6. Claims for defects/Liability for defects/Handling defects

  1. The legal stipulations regarding the Supplier’s liability for defects shall apply, unless other provisions regarding this are made below or in separate agreements and contracts.
  2. The Supplier commits himself to comply fully with our specifications, especially order documents for our contracts, thereby satisfying the agreed properties of the delivery items.
  3. The deliveries and services of the Supplier shall be made and/or provided according to the recognised technical rules and complying with any EN, ÖVE, DVGW or equivalent standards that may apply. Furthermore, the deliveries and services of the Supplier on the day of delivery shall comply with all statutory and official provisions, including those regarding the protection of machines and protection of the environment and shall satisfy the prevailing accident prevention provisions.
  4. The Supplier shall guarantee that the delivery/service has been executed in accordance with the order and in compliance with the provisions according to item 6.3 for a period of 5 years, subject to longer statutory periods. The guarantee period starts with the delivery or after the final acceptance if no other written agreements exist.
  5. We are not committed to checking the delivery/service immediately upon transfer or to complaining about visible defects (notification of defects). Rather, we are entitled to make warranty claims at any time for defects arising within the guarantee period as given in item 6.4.
  6. In the event of a warranty claim, we are entitled to demand free rectification or exchange, as we wish, of the faulty delivery/service, to rectify the fault ourselves or have it rectified by another party at the Supplier’s expense, to obtain replacement from a third party while charging the Supplier for the additional costs, to change the contract immediately or to request a reduction in price. In the event that defects are rectified by the Supplier, the guarantee period for the entire delivery/service affected by the defect begins after final acceptance of the rectification by us.
  7. We always charge the return of rejected goods against the value of the goods. Rectified and redelivered goods approved by us or replacement deliveries are to be invoiced anew.
  8. Goods rejected during the guarantee period that are built into our products or that are already in the possession of our customers or their customers (field failures), will normally be removed by our service technicians or by our customer’s specialist personnel (heating engineers) without prior agreement with the Supplier, and returned to the Supplier making a charge amounting to the value of the goods. Furthermore, we are entitled to charge the Supplier for all expenditures necessary for this type of subsequent fulfilment and to pass on justified claims for expenses by our customers, directly related to the defective vendor goods, to the Supplier. Return deliveries of subsequently improved goods that have failed in the field may not be made to us. In the event that the Supplier wishes to carry out the subsequent fulfilment of rejected field goods with our customers or with the end customers himself, this must be agreed with us.
  9. The Supplier shall guarantee the traceability of his deliveries and pledges himself to supply us with all information regarding this.

— To do —
Pick up the supplier terms on liability for defects after their last numbered item and keep writing in the same style. The records play no part in this work.

(Data records)

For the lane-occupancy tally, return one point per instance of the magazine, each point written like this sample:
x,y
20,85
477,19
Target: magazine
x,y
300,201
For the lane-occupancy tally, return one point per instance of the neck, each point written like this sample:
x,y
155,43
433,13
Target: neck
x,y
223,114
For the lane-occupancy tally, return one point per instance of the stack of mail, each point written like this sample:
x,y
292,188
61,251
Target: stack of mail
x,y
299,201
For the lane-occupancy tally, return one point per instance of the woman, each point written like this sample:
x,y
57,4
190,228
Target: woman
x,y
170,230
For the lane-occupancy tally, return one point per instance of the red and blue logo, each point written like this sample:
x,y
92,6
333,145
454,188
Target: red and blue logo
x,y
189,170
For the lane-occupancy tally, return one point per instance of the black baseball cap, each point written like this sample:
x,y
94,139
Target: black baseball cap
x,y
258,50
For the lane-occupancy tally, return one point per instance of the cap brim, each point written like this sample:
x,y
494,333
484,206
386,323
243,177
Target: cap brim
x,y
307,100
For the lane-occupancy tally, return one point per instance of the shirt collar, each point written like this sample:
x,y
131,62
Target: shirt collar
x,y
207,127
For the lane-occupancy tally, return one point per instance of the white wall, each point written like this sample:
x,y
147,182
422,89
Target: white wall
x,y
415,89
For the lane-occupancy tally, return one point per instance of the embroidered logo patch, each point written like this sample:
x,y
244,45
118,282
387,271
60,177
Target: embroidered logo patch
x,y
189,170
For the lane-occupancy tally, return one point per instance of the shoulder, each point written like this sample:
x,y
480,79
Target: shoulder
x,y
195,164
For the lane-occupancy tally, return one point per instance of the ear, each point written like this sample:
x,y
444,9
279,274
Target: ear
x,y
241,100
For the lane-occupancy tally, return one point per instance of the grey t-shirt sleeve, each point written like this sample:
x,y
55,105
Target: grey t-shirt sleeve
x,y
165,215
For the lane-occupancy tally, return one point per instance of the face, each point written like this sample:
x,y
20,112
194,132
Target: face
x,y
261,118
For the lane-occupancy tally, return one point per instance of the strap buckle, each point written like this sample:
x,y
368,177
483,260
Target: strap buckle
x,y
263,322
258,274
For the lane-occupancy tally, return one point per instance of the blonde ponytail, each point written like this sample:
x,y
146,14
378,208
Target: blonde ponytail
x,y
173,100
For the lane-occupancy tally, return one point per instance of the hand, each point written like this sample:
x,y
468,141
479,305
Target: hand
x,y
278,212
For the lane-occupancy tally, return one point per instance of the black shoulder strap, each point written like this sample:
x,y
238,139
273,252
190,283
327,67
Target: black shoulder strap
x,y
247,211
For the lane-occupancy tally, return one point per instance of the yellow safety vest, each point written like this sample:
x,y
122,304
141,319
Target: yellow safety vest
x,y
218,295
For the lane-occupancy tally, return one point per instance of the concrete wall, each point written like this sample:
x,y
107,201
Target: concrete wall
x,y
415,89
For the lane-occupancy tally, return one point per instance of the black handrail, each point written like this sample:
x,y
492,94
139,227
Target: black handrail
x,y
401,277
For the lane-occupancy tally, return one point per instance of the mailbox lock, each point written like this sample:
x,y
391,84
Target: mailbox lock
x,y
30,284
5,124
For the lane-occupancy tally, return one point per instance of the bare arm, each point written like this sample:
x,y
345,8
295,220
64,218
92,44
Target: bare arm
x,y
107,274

— Solved exercise —
7. Confidentiality

  1. The Supplier shall be committed to keep confidential all information about our business processes and operating procedures that may become known to him or to his employees during the execution of the order. He shall expressly inform the employees deployed by him about the commitment to confidentiality.
  2. Documents (drawings, technical specifications, BOMs etc.), other papers and specimens of any type made available by us to the Supplier shall be treated strictly confidentially, shall only be used for purposes of fulfilling the order, shall be protected from misuse and, without the right of retention, shall be given back, unsolicited, at the end of the contract.
  3. Information that becomes known due to the execution of contracts with us may not be used for own account or passed on to third parties. Contravention justifies claims for compensation made by TiSUN against the Supplier.

8. Manufacturer’s liability

The Supplier shall be committed to take out sufficient product liability insurance and to maintain cover. On demand, he must provide proof that possible third party claims for product liability due to faults in the delivered items are covered by this product liability insurance. The Supplier shall indemnify us from product liability arising from faults for which he is responsible to the extent to which he would also be directly liable.

9. Industrial property rights

The Supplier shall be liable for ensuring that no patents or other third party industrial property rights, both inland and abroad, are violated by his delivery and its usage. He shall indemnify us and our customers from all claims arising from the use of such property rights.

10. Acts of God

War, civil war, export restrictions or trading restrictions due to changes in political relations, as well as industrial disputes, lock-outs, operational disruptions, operational restrictions and events making the fulfilment of the contract impossible or unreasonable for us are Acts of God and release us from the obligation to timely acceptance as long as they exist. The contract partners are committed to inform one another about this and to adjust their obligations according to the changed circumstances, in good faith. The Supplier is obliged to inform us immediately about all circumstances that make it impossible for him to keep to the delivery date.

11. Withdrawal

In case of a significant deterioration of the Supplier’s economic or financial circumstances, particularly in the event that equalisation or insolvency proceedings are opened for his assets, we shall be entitled to withdraw from the contract if processing of the contract appears to be at risk because of the aforementioned circumstances. Accepting part deliveries and part services after one of the aforementioned circumstances arises does not prejudice the right to terminate the contract for the rest.

12. Place of jurisdiction/applicable law

For all legal disputes arising from this contract, the sole competent court is the district court of Kufstein, regardless of the amount in dispute in accordance with § 104 JN (Austrian Code of Judicial Organisation) or item 17 of the 1968 convention (EuGVÜ) or the Lugano convention (LGVÜ). Austrian law applies, excluding the provisions of the United Nations Convention on Contracts for the International Sale of Goods.

13. Severability clause

If individual terms or provisions of the contract should be or become ineffective, the other provisions and the contract as a whole are not affected by this.